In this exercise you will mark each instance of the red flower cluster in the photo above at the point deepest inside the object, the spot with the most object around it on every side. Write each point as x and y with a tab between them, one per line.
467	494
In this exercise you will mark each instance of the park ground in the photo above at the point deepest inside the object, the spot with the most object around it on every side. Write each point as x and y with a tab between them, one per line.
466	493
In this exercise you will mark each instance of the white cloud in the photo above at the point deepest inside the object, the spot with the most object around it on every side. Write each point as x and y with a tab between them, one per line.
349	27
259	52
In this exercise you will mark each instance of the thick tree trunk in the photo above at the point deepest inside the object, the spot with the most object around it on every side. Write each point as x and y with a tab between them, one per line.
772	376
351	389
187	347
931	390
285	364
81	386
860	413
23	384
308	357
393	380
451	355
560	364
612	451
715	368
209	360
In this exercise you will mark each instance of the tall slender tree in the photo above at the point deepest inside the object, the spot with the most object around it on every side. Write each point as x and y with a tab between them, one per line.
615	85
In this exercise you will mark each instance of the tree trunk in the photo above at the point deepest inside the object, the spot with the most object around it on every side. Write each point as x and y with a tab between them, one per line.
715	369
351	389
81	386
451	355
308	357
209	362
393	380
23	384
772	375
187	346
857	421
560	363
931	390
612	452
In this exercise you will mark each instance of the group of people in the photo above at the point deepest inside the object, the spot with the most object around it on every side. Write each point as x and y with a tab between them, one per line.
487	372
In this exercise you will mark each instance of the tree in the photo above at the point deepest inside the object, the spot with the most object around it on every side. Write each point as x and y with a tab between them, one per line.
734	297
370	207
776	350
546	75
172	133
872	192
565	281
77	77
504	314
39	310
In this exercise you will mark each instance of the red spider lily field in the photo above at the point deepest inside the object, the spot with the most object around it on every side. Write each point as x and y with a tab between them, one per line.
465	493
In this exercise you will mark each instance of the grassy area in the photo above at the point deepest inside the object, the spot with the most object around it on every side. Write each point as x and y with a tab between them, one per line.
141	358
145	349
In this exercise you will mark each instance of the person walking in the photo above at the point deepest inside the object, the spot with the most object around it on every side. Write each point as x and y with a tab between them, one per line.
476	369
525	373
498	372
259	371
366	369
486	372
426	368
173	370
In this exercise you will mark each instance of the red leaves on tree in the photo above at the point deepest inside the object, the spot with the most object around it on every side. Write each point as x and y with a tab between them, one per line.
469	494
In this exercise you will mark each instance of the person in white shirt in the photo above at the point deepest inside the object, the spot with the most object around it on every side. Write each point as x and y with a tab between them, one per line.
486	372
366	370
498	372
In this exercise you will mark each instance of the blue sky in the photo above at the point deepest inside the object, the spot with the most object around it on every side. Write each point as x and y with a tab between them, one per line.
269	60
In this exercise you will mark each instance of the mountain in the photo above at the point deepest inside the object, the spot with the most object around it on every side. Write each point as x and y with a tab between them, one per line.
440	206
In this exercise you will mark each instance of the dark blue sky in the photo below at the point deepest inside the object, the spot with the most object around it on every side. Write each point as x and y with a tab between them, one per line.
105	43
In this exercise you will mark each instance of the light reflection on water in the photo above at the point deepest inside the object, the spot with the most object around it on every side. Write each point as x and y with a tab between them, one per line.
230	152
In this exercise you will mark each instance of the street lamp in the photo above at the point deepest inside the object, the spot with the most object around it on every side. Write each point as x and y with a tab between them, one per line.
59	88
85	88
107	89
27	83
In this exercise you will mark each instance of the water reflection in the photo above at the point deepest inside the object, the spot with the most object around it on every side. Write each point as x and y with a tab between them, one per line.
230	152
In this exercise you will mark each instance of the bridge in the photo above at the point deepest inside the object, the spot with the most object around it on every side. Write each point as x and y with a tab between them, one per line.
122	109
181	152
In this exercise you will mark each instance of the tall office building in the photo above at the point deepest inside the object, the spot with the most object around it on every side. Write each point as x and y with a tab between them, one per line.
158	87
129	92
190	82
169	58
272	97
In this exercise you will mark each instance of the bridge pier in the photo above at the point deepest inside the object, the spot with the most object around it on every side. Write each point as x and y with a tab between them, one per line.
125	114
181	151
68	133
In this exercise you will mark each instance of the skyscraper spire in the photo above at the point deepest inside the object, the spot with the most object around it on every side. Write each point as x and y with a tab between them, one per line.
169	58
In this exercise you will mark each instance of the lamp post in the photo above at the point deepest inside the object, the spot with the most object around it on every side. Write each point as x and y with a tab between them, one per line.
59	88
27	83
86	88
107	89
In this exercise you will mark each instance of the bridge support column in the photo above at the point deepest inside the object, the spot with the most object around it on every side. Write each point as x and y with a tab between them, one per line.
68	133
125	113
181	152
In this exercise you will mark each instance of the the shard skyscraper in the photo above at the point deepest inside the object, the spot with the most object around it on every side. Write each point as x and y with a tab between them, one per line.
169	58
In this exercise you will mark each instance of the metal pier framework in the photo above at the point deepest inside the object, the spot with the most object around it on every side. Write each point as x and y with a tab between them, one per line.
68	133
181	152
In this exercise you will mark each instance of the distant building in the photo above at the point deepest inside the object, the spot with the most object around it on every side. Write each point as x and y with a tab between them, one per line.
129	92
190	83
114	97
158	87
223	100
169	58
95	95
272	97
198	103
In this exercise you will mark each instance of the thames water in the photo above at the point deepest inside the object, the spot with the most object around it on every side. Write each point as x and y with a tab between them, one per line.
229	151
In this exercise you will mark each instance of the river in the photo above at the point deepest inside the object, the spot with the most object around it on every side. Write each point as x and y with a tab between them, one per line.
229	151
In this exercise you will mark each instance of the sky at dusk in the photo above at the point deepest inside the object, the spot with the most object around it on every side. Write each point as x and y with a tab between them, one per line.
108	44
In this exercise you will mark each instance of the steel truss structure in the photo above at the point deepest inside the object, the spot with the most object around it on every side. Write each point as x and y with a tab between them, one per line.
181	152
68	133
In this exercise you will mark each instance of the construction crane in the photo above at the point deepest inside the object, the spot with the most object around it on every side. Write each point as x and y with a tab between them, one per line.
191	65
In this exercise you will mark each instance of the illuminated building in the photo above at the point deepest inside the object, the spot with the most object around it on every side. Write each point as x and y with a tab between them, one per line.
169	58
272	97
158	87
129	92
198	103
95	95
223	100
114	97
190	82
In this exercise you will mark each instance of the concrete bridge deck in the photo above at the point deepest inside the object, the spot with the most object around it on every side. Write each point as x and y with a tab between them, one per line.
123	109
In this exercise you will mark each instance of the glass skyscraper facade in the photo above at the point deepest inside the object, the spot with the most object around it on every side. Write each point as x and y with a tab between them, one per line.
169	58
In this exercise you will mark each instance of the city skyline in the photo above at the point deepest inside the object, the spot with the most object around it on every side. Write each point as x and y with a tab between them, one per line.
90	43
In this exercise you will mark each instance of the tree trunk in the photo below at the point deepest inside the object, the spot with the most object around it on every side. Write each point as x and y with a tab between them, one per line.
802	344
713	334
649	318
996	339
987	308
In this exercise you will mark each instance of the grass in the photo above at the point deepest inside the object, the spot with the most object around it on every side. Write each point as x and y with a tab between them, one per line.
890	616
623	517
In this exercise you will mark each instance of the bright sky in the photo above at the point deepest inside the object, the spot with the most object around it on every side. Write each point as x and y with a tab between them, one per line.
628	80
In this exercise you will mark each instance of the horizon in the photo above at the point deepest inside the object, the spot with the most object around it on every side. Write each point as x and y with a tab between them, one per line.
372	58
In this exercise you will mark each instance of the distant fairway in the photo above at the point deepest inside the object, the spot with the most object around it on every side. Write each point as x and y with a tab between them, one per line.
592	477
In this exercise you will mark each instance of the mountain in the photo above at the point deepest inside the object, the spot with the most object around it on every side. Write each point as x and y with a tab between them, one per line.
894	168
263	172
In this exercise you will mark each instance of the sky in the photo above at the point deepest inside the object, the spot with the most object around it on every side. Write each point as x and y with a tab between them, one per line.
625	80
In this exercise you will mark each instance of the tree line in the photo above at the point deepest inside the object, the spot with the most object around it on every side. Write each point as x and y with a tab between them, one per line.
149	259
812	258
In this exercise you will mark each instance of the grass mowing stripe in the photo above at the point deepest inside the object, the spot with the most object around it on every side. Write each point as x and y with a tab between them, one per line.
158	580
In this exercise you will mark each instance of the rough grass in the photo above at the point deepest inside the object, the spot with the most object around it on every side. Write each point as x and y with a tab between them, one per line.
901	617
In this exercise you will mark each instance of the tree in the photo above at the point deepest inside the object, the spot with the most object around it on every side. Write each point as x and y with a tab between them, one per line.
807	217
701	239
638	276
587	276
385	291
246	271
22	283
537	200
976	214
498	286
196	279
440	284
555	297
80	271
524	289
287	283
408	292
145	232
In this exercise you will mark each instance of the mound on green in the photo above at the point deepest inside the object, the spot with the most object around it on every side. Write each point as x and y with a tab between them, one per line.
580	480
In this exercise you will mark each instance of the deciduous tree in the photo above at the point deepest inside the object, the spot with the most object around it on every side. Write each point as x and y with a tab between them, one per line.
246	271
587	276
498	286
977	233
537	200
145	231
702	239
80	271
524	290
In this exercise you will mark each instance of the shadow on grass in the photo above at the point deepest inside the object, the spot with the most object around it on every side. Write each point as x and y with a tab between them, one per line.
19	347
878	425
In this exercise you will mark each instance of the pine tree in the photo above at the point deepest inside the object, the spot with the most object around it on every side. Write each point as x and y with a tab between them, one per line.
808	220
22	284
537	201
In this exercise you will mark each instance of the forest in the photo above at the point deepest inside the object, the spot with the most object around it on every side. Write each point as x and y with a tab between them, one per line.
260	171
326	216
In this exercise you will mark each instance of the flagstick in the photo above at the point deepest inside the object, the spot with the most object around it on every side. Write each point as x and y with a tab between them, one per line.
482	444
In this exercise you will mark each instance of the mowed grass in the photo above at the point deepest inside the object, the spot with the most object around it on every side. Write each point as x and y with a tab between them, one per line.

..........

**Task to carry out**
Repeat, character for character, the lines from the one that holds "In this exercise you will mark each instance of the pine" to the final line of the material, inclusive, and no other lines.

**Finished task**
In this exercise you will mark each instance of the pine tree in the photo above at the point deepest inside the object, the spot with the most object around it on every side. Write each point as x and y with a tab between them, one per line.
808	220
22	284
537	201
In this exercise you will mark each instance of the forest in the photo above at the point deepest inside the object, the spot with the most object around it on every side. Write each point as x and y with a tab between them, one per line.
260	171
326	216
In this exercise you will mark each instance of the flagstick in the photo above at the point deepest inside the object, the spot with the most object around it on every side. Write each point as x and y with a tab between them, one per line.
482	444
In this exercise you will mark each instance of the mowed grass in the photo above at the point deepest inside the object, the spot with the most object around it on every side. Write each point as x and y with a tab between them, one per line.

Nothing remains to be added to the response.